→ Source document:
Silverman became interested in medical photography and produced a collection which drove him to publish more than 24 articles on the value of images in the diagnosis of a number of diseases. Between 1966 and 1968, at the request of Hurst, he became a cardiology fellow at the Emory University in Atlanta.

In 1968, he wrote two articles with Hurst, one called "The mitral complex: Interaction of the anatomy, physiology, and pathology of the mitral annulus, mitral valve leaflets, chordae tendineae, and papillary muscles" and the other titled "The Hand and the Heart", a topic Silverman also presented to the Laennec Society of the American Heart Association. The article was illustrated with 24 pictures of findings in the hands of people with cardiovascular disease. They demonstrated, using what they described as a "Sherlock Holmesian approach", how the condition of the heart might be revealed by clues in the hands. He begins with a quote from Arthur Conan Doyle's A Study in Scarlet (1887):

Let him, on meeting a fellow-mortal, learn at a glance to distinguish the history of the man, and the trade or profession to which he belongs. Puerile as such an exercise may seem, it sharpens the faculties of observation, and teaches one where to look and what to look for. By a man's finger-nails, by his coat-sleeve, by his boots, by his trouser-knees, by the callosities of his forefinger and thumb, by his expression, by his shirt-cuffs – by each of these things a man's calling is plainly revealed. That all united should fail to enlighten the competent inquirer in any case is almost inconceivable.

→ Using the information:
- A) Decide whether each statement agrees with the Silverman passage. For each, answer yes or no and quote the words from the passage that settle it.
(i) Silverman became a cardiology fellow at Emory University at Hurst's request.
(ii) Silverman published fewer than ten articles on the value of images in diagnosis.
(iii) The authors described their method as a "Sherlock Holmesian approach."
- B) Carry on the Silverman passage, starting right after its last sentence.

→ Record set:
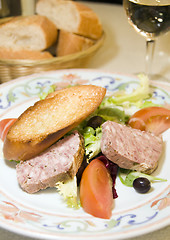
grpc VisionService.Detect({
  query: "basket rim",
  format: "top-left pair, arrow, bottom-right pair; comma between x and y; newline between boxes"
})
0,31 -> 106,67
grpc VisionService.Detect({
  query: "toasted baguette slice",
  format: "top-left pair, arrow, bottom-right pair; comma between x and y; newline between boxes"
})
0,47 -> 53,60
36,0 -> 102,39
3,85 -> 106,160
56,30 -> 94,56
0,15 -> 57,51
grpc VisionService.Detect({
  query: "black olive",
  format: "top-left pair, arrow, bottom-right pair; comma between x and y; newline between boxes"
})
87,116 -> 103,129
133,177 -> 151,193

→ Answers to the exercise:
- A)
(i) Yes: "at the request of Hurst, he became a cardiology fellow at the Emory University in Atlanta"
(ii) No: "drove him to publish more than 24 articles on the value of images in the diagnosis of a number of diseases"
(iii) Yes: "using what they described as a "Sherlock Holmesian approach""

- B)
It made international headlines. Subsequently, Silverman co-authored a section on inspection in the second edition (1970) of Hurst's classic cardiology textbook The Heart. He remained affiliated with the Emory for the rest of his medical career, teaching students, nurses and residents.

===Piedmont Hospital===
After spending two years in the United States Air Force, Silverman returned to a faculty position in 1970, which was created for him by Hurst, and Silverman subsequently founded the cardiology programme at Piedmont Hospital in Atlanta, Georgia. Hurst later recounted: We rotated cardiology fellows through Piedmont Hospital for twenty-five years. The experience they gained there was rewarding, as they learned a great deal from Silverman and other physicians. I never had a trainee who did not think more of the subject and the profession after working with Silverman.

He was the only consultant cardiologist at the Piedmont for eight years, during which time he was responsible for the cardiac stress test, echocardiography and electrophysiology units, and the cardiac rehabilitation and exercise centre.

By 1978, he was a full professor at the Emory and became involved in the founding of a number cardiology services at Piedmont. He was an advocate of preventive medicine and founded the Nicholas E. Davies Community Health Information Center, one of America's first libraries for patient education. In 1980, he published Heart attack, what's ahead? A manual for patient/consumer health education, a booklet for people with coronary heart disease that sold millions of copies, the royalties from which went to the American Heart Association. In 1991, he was appointed founding chief of the Fuqua Heart Center at Piedmont. He directed Piedmont's coronary care unit for over 25 years.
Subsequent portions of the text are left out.